____ RECORDS FOR THE EXERCISE

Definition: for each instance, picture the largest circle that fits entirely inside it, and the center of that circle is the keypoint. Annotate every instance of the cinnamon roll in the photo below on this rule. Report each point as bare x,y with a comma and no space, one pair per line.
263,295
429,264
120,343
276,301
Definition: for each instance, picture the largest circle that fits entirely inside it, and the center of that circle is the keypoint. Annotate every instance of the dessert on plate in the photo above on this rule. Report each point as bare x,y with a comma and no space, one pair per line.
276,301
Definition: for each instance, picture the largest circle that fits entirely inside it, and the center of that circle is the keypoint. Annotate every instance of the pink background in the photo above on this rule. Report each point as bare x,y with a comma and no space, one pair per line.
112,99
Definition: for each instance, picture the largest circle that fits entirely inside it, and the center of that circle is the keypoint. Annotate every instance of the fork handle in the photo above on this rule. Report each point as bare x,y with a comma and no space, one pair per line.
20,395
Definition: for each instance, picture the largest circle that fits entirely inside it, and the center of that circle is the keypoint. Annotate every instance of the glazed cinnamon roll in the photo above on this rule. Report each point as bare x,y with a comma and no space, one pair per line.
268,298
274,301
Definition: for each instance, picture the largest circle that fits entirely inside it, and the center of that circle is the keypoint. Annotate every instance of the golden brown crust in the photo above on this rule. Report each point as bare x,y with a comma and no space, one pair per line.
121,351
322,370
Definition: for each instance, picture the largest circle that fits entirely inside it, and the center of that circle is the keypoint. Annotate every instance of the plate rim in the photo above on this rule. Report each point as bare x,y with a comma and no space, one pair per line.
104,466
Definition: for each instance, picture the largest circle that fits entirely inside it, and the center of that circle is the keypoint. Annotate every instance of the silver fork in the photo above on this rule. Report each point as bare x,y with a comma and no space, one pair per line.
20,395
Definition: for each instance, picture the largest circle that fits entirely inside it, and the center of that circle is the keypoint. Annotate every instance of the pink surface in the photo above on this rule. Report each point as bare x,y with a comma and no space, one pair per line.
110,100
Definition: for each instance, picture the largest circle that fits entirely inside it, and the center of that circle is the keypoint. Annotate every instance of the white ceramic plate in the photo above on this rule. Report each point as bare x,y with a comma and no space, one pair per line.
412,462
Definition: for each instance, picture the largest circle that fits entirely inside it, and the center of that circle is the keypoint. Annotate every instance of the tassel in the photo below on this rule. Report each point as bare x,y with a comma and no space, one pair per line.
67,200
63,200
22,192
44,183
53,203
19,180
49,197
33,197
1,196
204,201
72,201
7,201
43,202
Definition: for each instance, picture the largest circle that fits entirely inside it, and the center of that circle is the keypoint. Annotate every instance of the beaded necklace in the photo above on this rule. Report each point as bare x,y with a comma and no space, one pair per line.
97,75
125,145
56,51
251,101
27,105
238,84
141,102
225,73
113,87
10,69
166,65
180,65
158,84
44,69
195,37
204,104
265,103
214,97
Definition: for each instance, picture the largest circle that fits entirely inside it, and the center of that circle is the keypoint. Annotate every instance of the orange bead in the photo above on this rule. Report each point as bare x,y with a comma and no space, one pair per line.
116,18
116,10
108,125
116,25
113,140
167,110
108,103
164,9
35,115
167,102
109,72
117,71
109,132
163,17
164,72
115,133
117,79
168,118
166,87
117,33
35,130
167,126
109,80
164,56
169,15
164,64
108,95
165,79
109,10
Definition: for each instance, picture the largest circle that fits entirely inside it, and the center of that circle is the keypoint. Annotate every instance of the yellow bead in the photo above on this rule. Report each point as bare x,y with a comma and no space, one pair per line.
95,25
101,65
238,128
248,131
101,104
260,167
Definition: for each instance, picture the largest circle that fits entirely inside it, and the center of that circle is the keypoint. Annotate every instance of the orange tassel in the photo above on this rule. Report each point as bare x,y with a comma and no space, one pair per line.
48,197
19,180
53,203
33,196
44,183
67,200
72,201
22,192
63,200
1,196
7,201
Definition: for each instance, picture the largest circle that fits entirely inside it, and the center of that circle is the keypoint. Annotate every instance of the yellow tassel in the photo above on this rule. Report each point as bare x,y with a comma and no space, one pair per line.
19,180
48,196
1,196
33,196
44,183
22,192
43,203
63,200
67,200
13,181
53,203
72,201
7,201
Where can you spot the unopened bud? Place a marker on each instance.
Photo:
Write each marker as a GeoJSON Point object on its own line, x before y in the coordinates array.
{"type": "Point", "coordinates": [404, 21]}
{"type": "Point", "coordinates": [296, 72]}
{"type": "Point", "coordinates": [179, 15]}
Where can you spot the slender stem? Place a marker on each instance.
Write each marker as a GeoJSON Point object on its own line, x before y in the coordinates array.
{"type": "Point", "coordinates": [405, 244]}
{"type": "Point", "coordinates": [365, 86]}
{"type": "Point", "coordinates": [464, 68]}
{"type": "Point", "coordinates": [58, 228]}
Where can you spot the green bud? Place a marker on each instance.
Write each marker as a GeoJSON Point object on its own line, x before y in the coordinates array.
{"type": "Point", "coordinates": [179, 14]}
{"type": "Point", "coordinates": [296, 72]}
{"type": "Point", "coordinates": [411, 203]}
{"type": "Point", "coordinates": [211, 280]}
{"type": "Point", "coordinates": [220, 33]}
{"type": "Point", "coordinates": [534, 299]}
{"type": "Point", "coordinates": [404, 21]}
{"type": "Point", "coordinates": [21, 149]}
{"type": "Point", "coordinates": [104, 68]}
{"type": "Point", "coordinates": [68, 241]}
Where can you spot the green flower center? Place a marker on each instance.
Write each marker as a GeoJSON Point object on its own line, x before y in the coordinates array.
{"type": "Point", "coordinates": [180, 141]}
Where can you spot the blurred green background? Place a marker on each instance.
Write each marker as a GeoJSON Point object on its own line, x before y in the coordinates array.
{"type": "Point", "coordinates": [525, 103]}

________

**WHAT YOU HAVE TO DO:** Repeat every record exactly as written, please.

**WORKED SOLUTION:**
Definition: for each instance, picture the largest circle that fits entirely inside it, and the center of that circle is the keypoint. Annotate every instance of the cinnamon roll in the photo below on this rule. Report each point as bare x,y with a comma and no space, one pair per line.
263,295
429,264
120,343
276,301
Definition: for each instance, picture the largest circle that fits entirely inside it, and the center of that circle is the keypoint. Annotate every instance of the dessert on plate in the photo above on this rule. Report each point as bare x,y with a comma and no space, one pair per line.
276,301
Definition: for each instance, picture the largest circle that fits entirely inside it, and the center of that circle is the keypoint. Annotate every instance of the pink background in the photo above on this rule. Report each point as bare x,y with a comma and no space, one pair per line.
112,99
Definition: for each instance, picture the largest circle that fits entirely inside it, and the center of that circle is the keypoint. Annotate every instance of the fork handle in the photo above on this rule. Report each point as bare x,y with a comma and no space, one pair per line.
20,395
Definition: for each instance, picture the largest circle that fits entirely inside it, and the center of that circle is the keypoint. Annotate every instance of the glazed cinnamon roll in the photo above on this rule. Report each point as bare x,y with a comma and no space, one pair per line.
268,298
274,301
Definition: for each instance, picture the largest circle that fits entirely inside it, and the center of that circle is the keypoint. Annotate every instance of the golden brown crust in the photo above on this rule. Report each point as bare x,y with a comma and no space, one pair per line.
121,351
322,370
Definition: for each instance, picture the largest circle that fits entirely inside it, and the center of that circle is the keypoint. Annotate every instance of the plate rim in the photo above on this rule. Report each point as bare x,y with a comma and no space, one pair per line.
104,466
Definition: for each instance, picture the largest circle that fits entirely inside it, and the center of that circle is the keypoint. Annotate every instance of the silver fork in the photo above on this rule. Report each point as bare x,y with a comma and no space, one pair per line.
20,395
Definition: for each instance, picture the largest circle that fits entirely inside it, and the center of that circle is the keypoint. Annotate every instance of the pink surface in the photo above on this rule. Report each point as bare x,y with a comma and no space, one pair per line.
110,100
Definition: for each instance, picture the largest circle that fits entirely inside it, and the center of that circle is the keypoint. Annotate every instance of the white ceramic plate in the photo above on this rule. Report each point as bare x,y with a comma and no space, one pair per line.
412,462
Definition: for each instance, picture the largest circle that fits entirely inside it, and the center of that circle is the keypoint. Annotate every instance of the tassel in the photo below on this rule. Report each point as bare x,y with a comma and no space, one pair per line.
67,200
63,200
22,192
44,183
53,203
19,180
49,197
33,197
1,196
204,201
72,201
7,201
43,202
Definition: for each instance, picture the largest circle that fits entirely inside it, and the center of that circle is the keypoint. Annotate every instance of the beaded necklace in the photo above on this rule. Report each point as bare x,y with a comma and no space, one pair per line.
97,75
125,145
56,51
251,101
27,105
238,84
141,102
225,73
113,87
10,69
166,65
180,65
158,84
44,69
195,37
204,104
265,103
214,97
Definition: for each instance, picture the largest circle that fits entirely inside it, and the center of that circle is the keypoint. Annotate every instance of the orange bead in the photo above on this rule. Report each point as bare x,y with a comma and no space, one pair per line.
116,18
116,10
108,125
116,25
113,140
167,110
108,103
164,9
35,115
167,102
109,72
117,71
109,132
163,17
164,72
115,133
117,79
168,118
166,87
117,33
35,130
167,126
109,80
164,56
169,15
164,64
108,95
165,79
109,10
Definition: for each instance, picture the largest circle that fits entirely inside it, and the center of that circle is the keypoint. Annotate every instance of the yellow bead in the photo above on this rule. Report each point as bare x,y with a comma and no space, one pair per line.
95,25
101,65
238,128
248,131
101,104
260,167
Definition: for each instance, picture the largest circle that fits entirely inside it, and the center of that circle is the keypoint. Annotate every instance of the orange tassel in the photo above on this rule. Report each point as bare x,y with a comma and no space, one pair per line.
48,197
19,180
53,203
33,196
44,183
67,200
72,201
22,192
63,200
1,196
7,201
Definition: for each instance, picture the largest circle that fits entirely inside it, and the center of that circle is the keypoint. Annotate every instance of the yellow tassel in the photo above on this rule. Report each point as bare x,y with a comma and no space, one pair per line.
19,180
48,196
1,196
33,196
44,183
22,192
43,203
63,200
67,200
13,181
53,203
72,201
7,201
Where can you spot the unopened bud? Place a marker on each instance.
Photo:
Write each marker as a GeoJSON Point object on its own line, x before y in the coordinates array.
{"type": "Point", "coordinates": [404, 21]}
{"type": "Point", "coordinates": [296, 72]}
{"type": "Point", "coordinates": [179, 15]}
Where can you spot the slender stem? Place a marker on each instance.
Write each marker as a GeoJSON Point object on its own line, x before y in the coordinates array.
{"type": "Point", "coordinates": [405, 244]}
{"type": "Point", "coordinates": [365, 86]}
{"type": "Point", "coordinates": [464, 68]}
{"type": "Point", "coordinates": [58, 228]}
Where can you spot the green bud? Place a marker on each instance.
Write each marker as a GeoJSON Point object on its own line, x before y in the coordinates array.
{"type": "Point", "coordinates": [179, 14]}
{"type": "Point", "coordinates": [296, 72]}
{"type": "Point", "coordinates": [411, 203]}
{"type": "Point", "coordinates": [211, 280]}
{"type": "Point", "coordinates": [220, 33]}
{"type": "Point", "coordinates": [534, 299]}
{"type": "Point", "coordinates": [404, 21]}
{"type": "Point", "coordinates": [21, 149]}
{"type": "Point", "coordinates": [104, 68]}
{"type": "Point", "coordinates": [68, 241]}
Where can you spot the green flower center? Place a marker on each instance.
Write each marker as a GeoJSON Point object on its own line, x before y in the coordinates array.
{"type": "Point", "coordinates": [180, 141]}
Where can you spot the blurred green background? Place a marker on each instance.
Write each marker as a GeoJSON Point object on its own line, x before y in the coordinates array.
{"type": "Point", "coordinates": [525, 103]}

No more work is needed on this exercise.